[Items from a dataset]
-=-=-=-=-

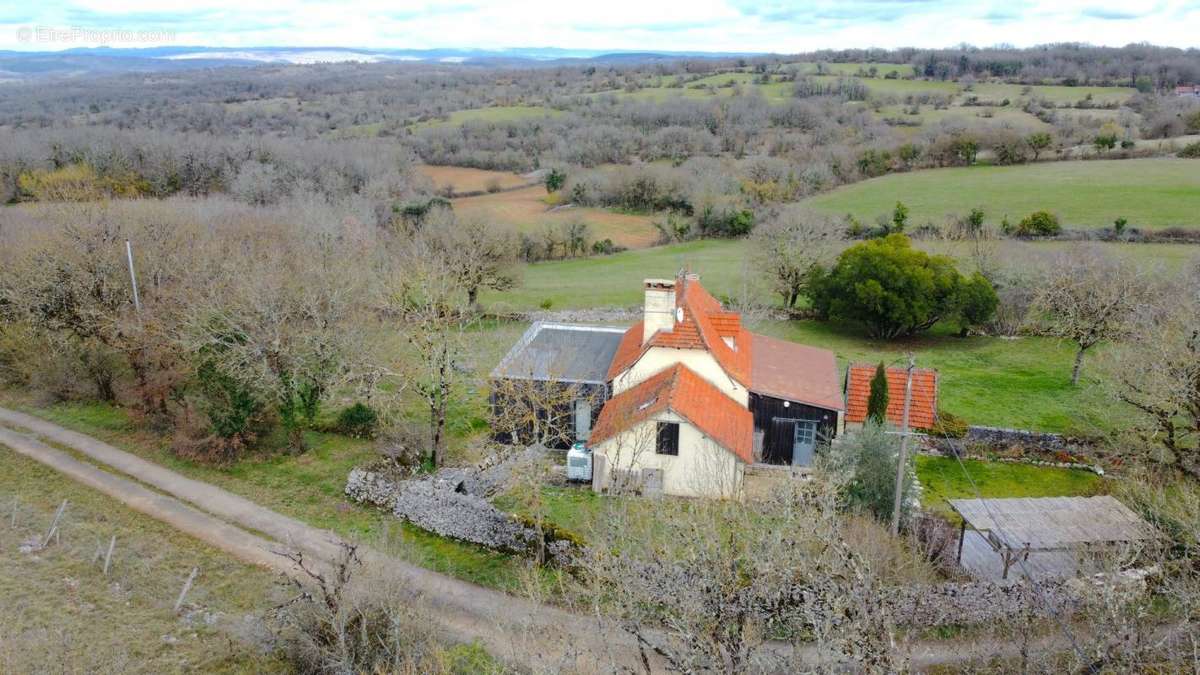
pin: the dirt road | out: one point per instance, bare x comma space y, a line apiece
534, 637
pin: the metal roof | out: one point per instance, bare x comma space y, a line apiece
1054, 523
562, 352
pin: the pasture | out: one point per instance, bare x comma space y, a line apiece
1150, 193
465, 179
527, 210
497, 114
1021, 383
63, 614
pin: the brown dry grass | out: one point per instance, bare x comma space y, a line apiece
467, 179
527, 210
59, 613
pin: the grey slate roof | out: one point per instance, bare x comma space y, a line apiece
562, 352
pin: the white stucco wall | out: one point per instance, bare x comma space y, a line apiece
701, 362
702, 469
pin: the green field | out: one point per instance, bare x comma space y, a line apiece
942, 478
1153, 192
307, 487
1021, 383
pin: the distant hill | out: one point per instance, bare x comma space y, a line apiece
103, 60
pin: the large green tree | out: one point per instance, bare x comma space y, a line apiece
894, 290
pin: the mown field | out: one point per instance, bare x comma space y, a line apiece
1151, 192
1020, 383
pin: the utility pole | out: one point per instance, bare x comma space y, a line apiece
133, 278
904, 448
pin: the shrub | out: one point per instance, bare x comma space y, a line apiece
604, 246
555, 180
948, 425
867, 459
1038, 223
358, 420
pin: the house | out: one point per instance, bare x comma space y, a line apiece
922, 408
551, 384
690, 398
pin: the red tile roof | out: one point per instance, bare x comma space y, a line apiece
796, 372
689, 395
923, 410
703, 327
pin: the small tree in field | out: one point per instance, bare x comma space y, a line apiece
899, 217
877, 402
1038, 142
555, 180
789, 245
1089, 298
894, 290
1159, 377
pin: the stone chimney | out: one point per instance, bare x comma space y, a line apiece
660, 308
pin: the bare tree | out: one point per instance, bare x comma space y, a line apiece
705, 586
789, 244
484, 255
1089, 298
1159, 376
425, 291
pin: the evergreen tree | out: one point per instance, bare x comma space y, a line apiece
877, 402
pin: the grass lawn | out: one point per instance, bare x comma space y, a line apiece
1021, 383
942, 478
1153, 192
307, 487
60, 613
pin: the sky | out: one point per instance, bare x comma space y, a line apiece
697, 25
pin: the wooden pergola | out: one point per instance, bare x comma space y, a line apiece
1017, 526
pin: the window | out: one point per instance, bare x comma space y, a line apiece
667, 438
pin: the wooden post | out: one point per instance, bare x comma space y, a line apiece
54, 525
108, 556
187, 586
904, 448
963, 536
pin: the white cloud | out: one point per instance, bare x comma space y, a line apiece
711, 25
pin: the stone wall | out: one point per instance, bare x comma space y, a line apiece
453, 503
1019, 437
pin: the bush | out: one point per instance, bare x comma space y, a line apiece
358, 420
867, 460
948, 425
1038, 223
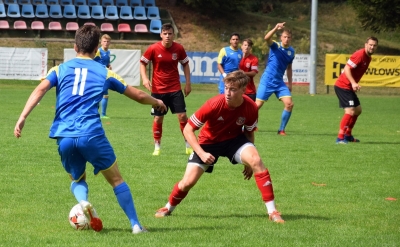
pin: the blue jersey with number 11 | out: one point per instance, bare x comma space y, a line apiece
80, 84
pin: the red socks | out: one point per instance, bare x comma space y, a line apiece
264, 184
177, 195
157, 131
344, 124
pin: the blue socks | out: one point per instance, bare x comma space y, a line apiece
104, 103
125, 200
80, 190
285, 119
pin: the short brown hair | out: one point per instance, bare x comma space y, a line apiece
87, 38
237, 77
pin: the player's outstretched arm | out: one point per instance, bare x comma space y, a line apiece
144, 98
32, 101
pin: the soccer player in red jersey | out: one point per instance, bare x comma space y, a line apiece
165, 84
221, 120
346, 87
249, 64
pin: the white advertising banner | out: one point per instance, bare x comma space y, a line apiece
23, 63
125, 63
300, 68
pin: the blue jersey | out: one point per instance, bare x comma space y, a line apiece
80, 84
103, 57
278, 60
230, 59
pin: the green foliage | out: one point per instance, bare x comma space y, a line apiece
378, 15
329, 195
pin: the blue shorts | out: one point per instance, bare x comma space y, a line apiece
75, 152
266, 89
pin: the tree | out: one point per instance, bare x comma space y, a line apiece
378, 15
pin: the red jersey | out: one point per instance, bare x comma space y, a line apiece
358, 63
248, 64
221, 122
165, 66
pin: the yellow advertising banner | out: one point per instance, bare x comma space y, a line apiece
383, 71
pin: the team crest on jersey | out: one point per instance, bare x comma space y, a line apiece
240, 120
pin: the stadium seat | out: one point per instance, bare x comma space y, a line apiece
42, 11
27, 11
149, 3
135, 3
55, 25
83, 12
2, 10
97, 12
78, 3
4, 24
22, 2
126, 13
124, 28
106, 3
72, 26
155, 26
69, 12
93, 2
13, 11
111, 13
37, 25
107, 27
51, 2
20, 25
37, 2
55, 11
66, 2
120, 3
141, 28
139, 13
153, 13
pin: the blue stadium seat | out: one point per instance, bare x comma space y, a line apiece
149, 3
83, 12
111, 13
135, 3
97, 12
153, 13
155, 26
22, 2
69, 12
106, 3
13, 11
55, 11
2, 10
27, 11
51, 2
66, 2
120, 3
139, 13
42, 11
126, 13
78, 3
37, 2
93, 2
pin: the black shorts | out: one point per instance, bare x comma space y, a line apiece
174, 101
347, 98
226, 148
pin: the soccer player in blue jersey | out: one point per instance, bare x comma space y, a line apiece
103, 56
280, 59
79, 85
229, 59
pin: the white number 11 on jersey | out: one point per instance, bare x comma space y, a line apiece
82, 82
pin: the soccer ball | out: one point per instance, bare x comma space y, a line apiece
77, 218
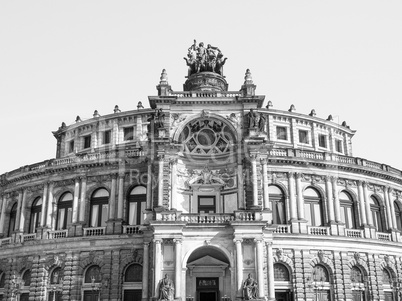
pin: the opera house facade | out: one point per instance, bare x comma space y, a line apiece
208, 194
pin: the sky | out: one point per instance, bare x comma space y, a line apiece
60, 59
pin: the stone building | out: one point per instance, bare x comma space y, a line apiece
206, 195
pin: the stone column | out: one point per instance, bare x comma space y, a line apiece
82, 199
292, 196
173, 192
23, 212
267, 204
367, 203
3, 213
17, 218
75, 200
336, 200
149, 186
300, 200
388, 208
160, 180
391, 203
157, 265
253, 158
260, 266
145, 270
271, 280
362, 208
330, 200
240, 188
120, 198
50, 213
112, 199
239, 266
44, 203
177, 269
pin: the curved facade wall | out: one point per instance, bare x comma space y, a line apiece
207, 189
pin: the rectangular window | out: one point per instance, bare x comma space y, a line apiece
322, 141
281, 133
338, 146
128, 134
206, 204
303, 137
87, 141
106, 137
71, 146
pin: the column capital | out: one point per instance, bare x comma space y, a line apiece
258, 240
177, 241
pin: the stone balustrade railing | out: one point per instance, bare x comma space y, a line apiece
134, 152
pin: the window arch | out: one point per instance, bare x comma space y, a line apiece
36, 213
133, 273
136, 203
26, 277
277, 199
99, 208
313, 207
281, 272
2, 279
64, 211
321, 284
398, 215
56, 281
387, 284
376, 213
13, 216
93, 275
348, 214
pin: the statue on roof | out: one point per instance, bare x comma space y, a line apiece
201, 59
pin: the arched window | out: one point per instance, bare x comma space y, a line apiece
277, 200
55, 280
376, 213
26, 277
398, 214
93, 275
347, 210
281, 273
313, 209
357, 281
99, 208
11, 224
320, 283
133, 273
387, 284
36, 212
136, 203
64, 211
2, 279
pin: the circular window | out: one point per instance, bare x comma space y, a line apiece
206, 137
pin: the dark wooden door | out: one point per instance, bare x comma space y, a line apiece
90, 296
132, 295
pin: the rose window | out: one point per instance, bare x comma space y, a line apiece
207, 136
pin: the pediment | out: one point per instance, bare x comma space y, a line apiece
207, 261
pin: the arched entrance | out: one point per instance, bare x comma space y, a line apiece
208, 276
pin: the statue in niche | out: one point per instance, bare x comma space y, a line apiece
159, 118
200, 59
250, 288
166, 289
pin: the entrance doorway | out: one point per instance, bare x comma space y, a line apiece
207, 289
283, 296
207, 296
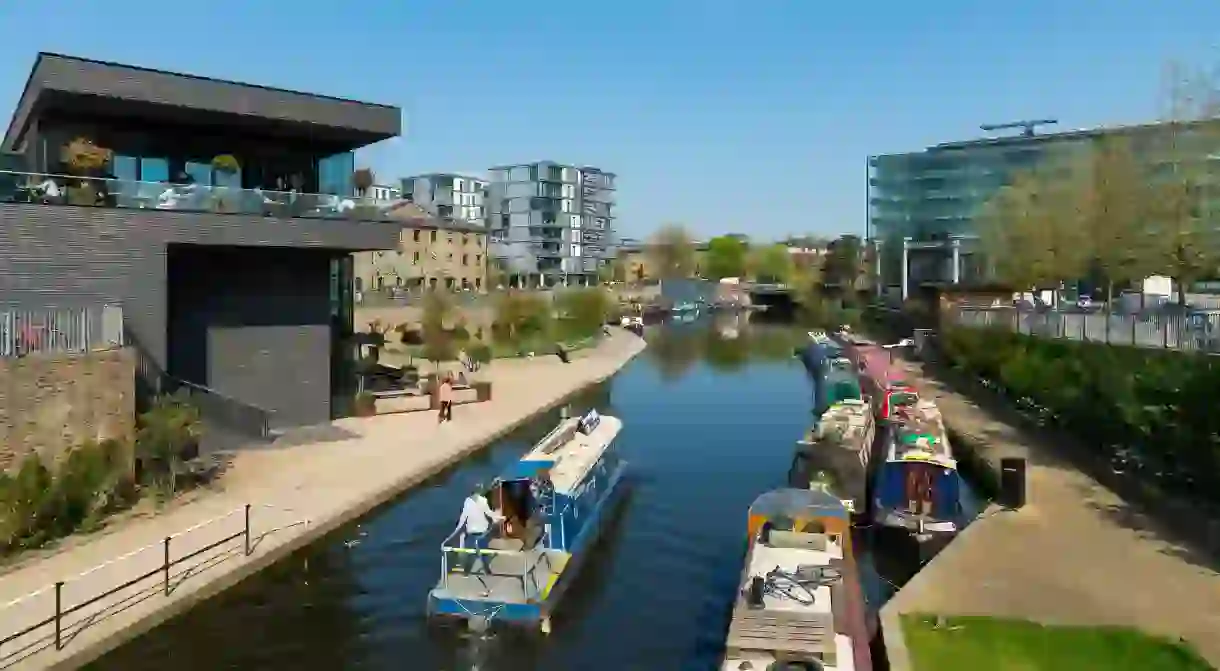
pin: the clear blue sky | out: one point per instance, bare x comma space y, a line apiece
725, 115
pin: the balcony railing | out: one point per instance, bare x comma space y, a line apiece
126, 194
78, 331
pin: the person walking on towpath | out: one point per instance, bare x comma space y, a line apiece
445, 398
476, 528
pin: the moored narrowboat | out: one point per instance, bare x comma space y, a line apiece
800, 604
918, 487
554, 502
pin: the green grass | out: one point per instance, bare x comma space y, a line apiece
992, 644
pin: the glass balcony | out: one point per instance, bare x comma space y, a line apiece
127, 194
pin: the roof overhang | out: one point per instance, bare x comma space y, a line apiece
61, 83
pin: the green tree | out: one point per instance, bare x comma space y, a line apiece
770, 264
671, 250
842, 265
1184, 238
725, 258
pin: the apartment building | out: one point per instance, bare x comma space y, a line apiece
431, 253
448, 195
550, 223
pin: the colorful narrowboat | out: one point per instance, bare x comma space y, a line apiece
916, 487
555, 502
800, 604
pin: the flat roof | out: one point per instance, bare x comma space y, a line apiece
62, 82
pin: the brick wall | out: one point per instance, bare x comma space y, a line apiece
53, 401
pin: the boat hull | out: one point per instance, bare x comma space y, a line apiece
537, 614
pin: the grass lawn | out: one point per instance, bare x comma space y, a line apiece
991, 644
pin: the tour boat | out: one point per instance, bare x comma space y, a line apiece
835, 453
556, 500
916, 486
800, 604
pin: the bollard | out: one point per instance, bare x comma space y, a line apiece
59, 615
166, 567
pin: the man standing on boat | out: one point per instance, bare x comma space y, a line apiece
476, 526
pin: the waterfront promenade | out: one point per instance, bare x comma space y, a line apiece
1076, 554
330, 478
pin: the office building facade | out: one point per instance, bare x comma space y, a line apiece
449, 195
550, 223
924, 206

-=-=-=-=-

# WRITTEN TASK
Return, word for word, every line from the line with "pin: the green tree" to the final line of the data.

# OUTPUT FOR THIS TASK
pin: the green tree | out: one point per instance, bare x comma space y, a line apiece
770, 264
671, 250
842, 265
1184, 238
725, 258
pin: the apartment building | out: one point per instance, bare x comma space y, a line apiece
431, 253
448, 195
550, 223
pin: the colorful narrowboat | out: one point per instance, bare x comma space y, a line apiece
916, 487
555, 502
800, 604
pin: the flat roof | out: one point per instance, bare x comma space y, a line apiece
62, 82
pin: the brick wall | out: one point per instance, bare x comma space y, a line apiece
53, 401
pin: the boat hull | out: one point per instance, bare x comma space y, a line apiece
537, 614
pin: the grass lawn | out: one point per instance, bare x comma space y, a line apiece
991, 644
pin: the tour boat | out: one point per instance, bare x comma space y, a line apiece
835, 453
556, 500
916, 486
800, 604
pin: the bollard | out: one point per instance, bare x comma space y, a line apiece
59, 615
166, 567
pin: the man standing on boat | out: one point per instance, bare x comma space y, a line apiece
476, 526
pin: the waterfront promenade | out: one point per instance, bare x comma space y, a line apiece
1076, 554
330, 478
pin: the office building facade | out: one point per instance, bare x comma space y, a line apiece
449, 195
550, 223
924, 206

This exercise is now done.